§ KUTIPAN TEKS
8. “Teman-teman, kejahatan di sini adalah keserakahan dan kebencian.  Terdapat Jalan Tengah untuk meninggalkan keserakahan dan kebencian, menghasilkan penglihatan, menghasilkan pengetahuan, yang menuntun menuju kedamaian, menuju pengetahuan langsung, menuju pencerahan, menuju Nibbāna. Dan apakah Jalan Tengah itu? Adalah Jalan Mulia Berunsur Delapan ini; yaitu, pandangan benar, kehendak benar, ucapan benar, perbuatan benar, penghidupan benar, usaha benar, perhatian benar, dan konsentrasi benar. Ini adalah Jalan Tengah yang menghasilkan penglihatan, menghasilkan pengetahuan, yang menuntun menuju kedamaian, menuju pengetahuan langsung, menuju pencerahan, menuju Nibbāna.

9-15. “Kejahatan di sini adalah kemarahan dan dendam … sikap memandang rendah dan berkuasa … iri hati dan ketamakan … kecurangan dan penipuan … sifat keras kepala [16] dan kesombongan … keangkuhan dan kecongkakan … kepongahan dan kelalaian. Terdapat Jalan Tengah untuk meninggalkan keserakahan dan kebencian, menghasilkan penglihatan, menghasilkan pengetahuan, yang menuntun menuju kedamaian, menuju pengetahuan langsung, menuju pencerahan, menuju Nibbāna. Dan apakah Jalan Tengah itu? Adalah Jalan Mulia Berunsur Delapan ini; yaitu, pandangan benar, kehendak benar, ucapan benar, perbuatan benar, penghidupan benar, usaha benar, perhatian benar, dan konsentrasi benar. Ini adalah Jalan Tengah yang menghasilkan penglihatan, menghasilkan pengetahuan, yang menuntun menuju kedamaian, menuju pengetahuan langsung, menuju pencerahan, menuju Nibbāna.”

§ TUGAS YANG DIMINTA
• a. Bisakah Anda meringkas kutipan tentang Jalan Tengah ini dalam dua kalimat?
• b. Tuliskan ulang paragraf kutipan tentang Jalan Tengah yang diawali "Teman-teman, kejahatan di sini" dalam bentuk daftar, dengan tetap mempertahankan fakta-fakta utamanya.
• c. Menurut kutipan tentang Jalan Tengah, apa saja delapan unsur Jalan Mulia Berunsur Delapan?
Entri data di bawah ini berasal dari sumber yang berbeda.

Entri data:
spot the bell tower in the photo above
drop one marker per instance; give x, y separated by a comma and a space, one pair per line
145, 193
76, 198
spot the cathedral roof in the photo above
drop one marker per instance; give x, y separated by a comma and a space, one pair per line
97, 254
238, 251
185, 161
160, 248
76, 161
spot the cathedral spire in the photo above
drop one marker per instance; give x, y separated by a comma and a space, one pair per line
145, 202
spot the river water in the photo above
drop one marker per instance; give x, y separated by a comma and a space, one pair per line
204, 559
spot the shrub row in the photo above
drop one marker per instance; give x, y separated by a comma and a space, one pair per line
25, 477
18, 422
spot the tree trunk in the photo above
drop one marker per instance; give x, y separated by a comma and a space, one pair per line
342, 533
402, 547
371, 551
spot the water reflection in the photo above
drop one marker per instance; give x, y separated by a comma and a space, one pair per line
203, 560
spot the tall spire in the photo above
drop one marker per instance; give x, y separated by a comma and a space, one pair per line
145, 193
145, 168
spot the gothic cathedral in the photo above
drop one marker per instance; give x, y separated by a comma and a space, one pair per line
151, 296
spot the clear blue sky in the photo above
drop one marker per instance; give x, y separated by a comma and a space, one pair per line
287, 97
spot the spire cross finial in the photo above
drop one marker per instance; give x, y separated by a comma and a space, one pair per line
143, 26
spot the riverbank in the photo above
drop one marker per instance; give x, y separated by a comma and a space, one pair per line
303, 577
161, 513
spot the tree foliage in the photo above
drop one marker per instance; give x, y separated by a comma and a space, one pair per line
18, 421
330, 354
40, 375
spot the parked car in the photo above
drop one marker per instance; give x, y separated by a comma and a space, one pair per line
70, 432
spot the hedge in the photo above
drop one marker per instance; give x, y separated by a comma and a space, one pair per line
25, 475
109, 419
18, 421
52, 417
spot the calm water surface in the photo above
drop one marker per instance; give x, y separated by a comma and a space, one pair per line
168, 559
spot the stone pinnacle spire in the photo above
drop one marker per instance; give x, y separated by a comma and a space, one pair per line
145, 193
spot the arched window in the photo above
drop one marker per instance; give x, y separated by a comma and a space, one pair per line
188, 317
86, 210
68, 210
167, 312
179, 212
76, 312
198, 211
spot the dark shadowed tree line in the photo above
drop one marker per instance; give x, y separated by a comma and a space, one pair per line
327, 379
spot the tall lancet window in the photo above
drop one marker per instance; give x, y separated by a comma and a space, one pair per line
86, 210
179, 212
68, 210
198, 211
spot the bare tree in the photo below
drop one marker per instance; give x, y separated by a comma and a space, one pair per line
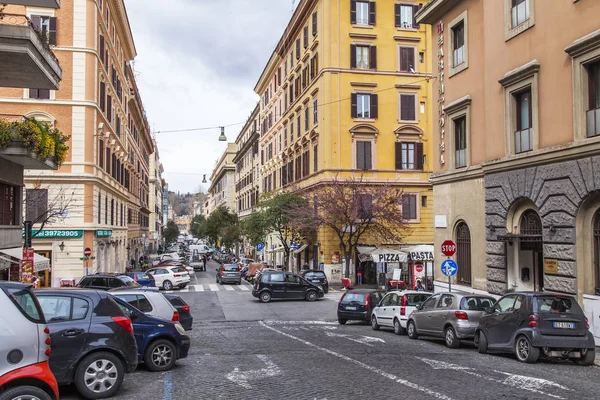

§ JAWABAN YANG BENAR
• a. Keserakahan dan kebencian disebut sebagai kejahatan, begitu pula pasangan sifat lain seperti kemarahan dan dendam, iri hati dan ketamakan, kecurangan dan penipuan, hingga kepongahan dan kelalaian. Untuk meninggalkan keserakahan dan kebencian terdapat Jalan Tengah, yaitu Jalan Mulia Berunsur Delapan, yang menghasilkan penglihatan dan pengetahuan serta menuntun menuju kedamaian, pengetahuan langsung, pencerahan, dan Nibbāna.

• b.
- Kejahatan: keserakahan dan kebencian.
- Cara meninggalkannya: Jalan Tengah.
- Hasil Jalan Tengah: penglihatan dan pengetahuan.
- Tujuan yang dituju: kedamaian, pengetahuan langsung, pencerahan, Nibbāna.
- Isi Jalan Tengah (Jalan Mulia Berunsur Delapan): pandangan benar, kehendak benar, ucapan benar, perbuatan benar, penghidupan benar, usaha benar, perhatian benar, konsentrasi benar.

• c. Pandangan benar, kehendak benar, ucapan benar, perbuatan benar, penghidupan benar, usaha benar, perhatian benar, dan konsentrasi benar.